### Stated task a
Please echo the passage of the gun info thread starting at "There is a wealth" and ending at "explain things properly.", word for word.

# Need gun info



## cengasser (Mar 12, 2012)

I'm not dumb and there are no stupid questions...
We are not the most educated gun folks and are trying to learn. Gun shop yesterday look like kid not old enough to shave & he can know plenty. Certainly more then me.
After I walked out and we were looking at some .380's and he went so fast he lost me. Can some explain the SS slide vs ? 
And how big a difference their is!


----------



## UncleJoe (Jan 11, 2009)

There is a wealth of firearms information at our sister forum. You'll probably get a much larger response to your question there. 

http://www.firearmstalk.com/


----------



## partdeux (Aug 3, 2011)

firearmstalk is a great site, one of the best on the entire al gore internet.

My first advice, schedule some time with a NRA instructor at a range that rents firearms. My take on gun shops, you have the ones run by current and/or retired police officers. They tend to be very condescending to non badges and more so to beginners. There's a group of shops who just hate all customers, they're all stupid. There is a much smaller segment of gun shops that will take the time to help you. I have found google ratings to be relatively accurate on customer's evaluations. Tell the shops and ranges you are a beginner, and the good ones will take the time to explain things properly.

### Material provided
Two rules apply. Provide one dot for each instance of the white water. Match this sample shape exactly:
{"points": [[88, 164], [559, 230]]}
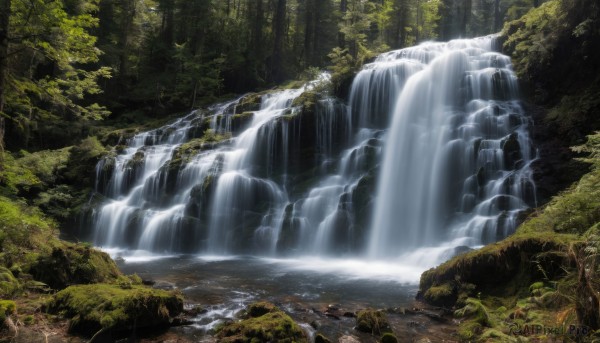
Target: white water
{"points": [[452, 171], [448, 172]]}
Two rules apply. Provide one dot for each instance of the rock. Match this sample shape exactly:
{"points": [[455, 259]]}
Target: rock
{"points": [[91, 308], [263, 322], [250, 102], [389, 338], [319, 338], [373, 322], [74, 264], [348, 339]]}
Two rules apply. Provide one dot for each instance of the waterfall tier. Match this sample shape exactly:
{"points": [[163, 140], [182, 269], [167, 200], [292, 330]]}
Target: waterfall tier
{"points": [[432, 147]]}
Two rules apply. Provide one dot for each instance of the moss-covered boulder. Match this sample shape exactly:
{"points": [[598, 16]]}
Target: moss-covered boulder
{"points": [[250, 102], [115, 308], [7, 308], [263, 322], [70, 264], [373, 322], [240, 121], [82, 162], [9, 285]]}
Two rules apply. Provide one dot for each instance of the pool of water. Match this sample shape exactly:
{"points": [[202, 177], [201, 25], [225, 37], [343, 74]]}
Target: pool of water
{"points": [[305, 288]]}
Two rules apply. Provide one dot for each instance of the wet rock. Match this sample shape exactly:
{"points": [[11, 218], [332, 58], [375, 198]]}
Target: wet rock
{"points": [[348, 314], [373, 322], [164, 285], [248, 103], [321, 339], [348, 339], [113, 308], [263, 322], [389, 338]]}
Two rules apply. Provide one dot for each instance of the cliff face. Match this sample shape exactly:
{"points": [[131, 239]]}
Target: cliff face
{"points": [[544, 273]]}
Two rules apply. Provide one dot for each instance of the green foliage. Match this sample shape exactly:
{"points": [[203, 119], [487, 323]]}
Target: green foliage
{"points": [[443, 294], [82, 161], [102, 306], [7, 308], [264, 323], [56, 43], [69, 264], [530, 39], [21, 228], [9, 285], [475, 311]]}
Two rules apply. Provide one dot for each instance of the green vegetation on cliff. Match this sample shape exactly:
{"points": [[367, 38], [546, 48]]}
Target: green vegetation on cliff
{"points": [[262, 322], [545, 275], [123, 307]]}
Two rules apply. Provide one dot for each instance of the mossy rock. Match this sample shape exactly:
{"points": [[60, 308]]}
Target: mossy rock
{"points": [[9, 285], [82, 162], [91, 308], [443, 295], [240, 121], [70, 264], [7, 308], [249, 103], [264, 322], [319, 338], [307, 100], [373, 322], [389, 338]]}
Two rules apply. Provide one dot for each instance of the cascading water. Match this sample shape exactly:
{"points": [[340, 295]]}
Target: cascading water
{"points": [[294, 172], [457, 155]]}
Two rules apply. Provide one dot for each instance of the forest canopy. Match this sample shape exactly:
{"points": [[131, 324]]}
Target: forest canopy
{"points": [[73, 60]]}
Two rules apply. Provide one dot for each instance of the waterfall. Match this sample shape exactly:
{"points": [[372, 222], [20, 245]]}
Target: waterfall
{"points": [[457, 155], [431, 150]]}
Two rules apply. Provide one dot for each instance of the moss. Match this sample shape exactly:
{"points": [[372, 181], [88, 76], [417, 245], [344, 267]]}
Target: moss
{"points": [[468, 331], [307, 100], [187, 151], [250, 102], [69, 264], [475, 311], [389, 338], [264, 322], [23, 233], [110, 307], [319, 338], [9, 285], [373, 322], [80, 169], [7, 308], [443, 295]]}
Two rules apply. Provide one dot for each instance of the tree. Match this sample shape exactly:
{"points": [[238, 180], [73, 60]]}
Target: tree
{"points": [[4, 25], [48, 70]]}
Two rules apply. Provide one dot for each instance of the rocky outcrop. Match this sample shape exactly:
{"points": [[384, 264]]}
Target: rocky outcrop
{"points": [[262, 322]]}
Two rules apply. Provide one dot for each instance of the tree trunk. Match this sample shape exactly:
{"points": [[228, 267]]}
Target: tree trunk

### Stated task b
Duplicate the lines of the listing starting at the line that contains "the tree trunk." and ending at the last line of the listing, both included, exactly.

### Reply a
There is a wealth of firearms information at our sister forum. You'll probably get a much larger response to your question there. 

http://www.firearmstalk.com/


----------



## partdeux (Aug 3, 2011)

firearmstalk is a great site, one of the best on the entire al gore internet.

My first advice, schedule some time with a NRA instructor at a range that rents firearms. My take on gun shops, you have the ones run by current and/or retired police officers. They tend to be very condescending to non badges and more so to beginners. There's a group of shops who just hate all customers, they're all stupid. There is a much smaller segment of gun shops that will take the time to help you. I have found google ratings to be relatively accurate on customer's evaluations. Tell the shops and ranges you are a beginner, and the good ones will take the time to explain things properly.

### Reply b
Two rules apply. Provide one dot for each instance of the tree trunk. Match this sample shape exactly:
{"points": [[228, 267]]}
Target: tree trunk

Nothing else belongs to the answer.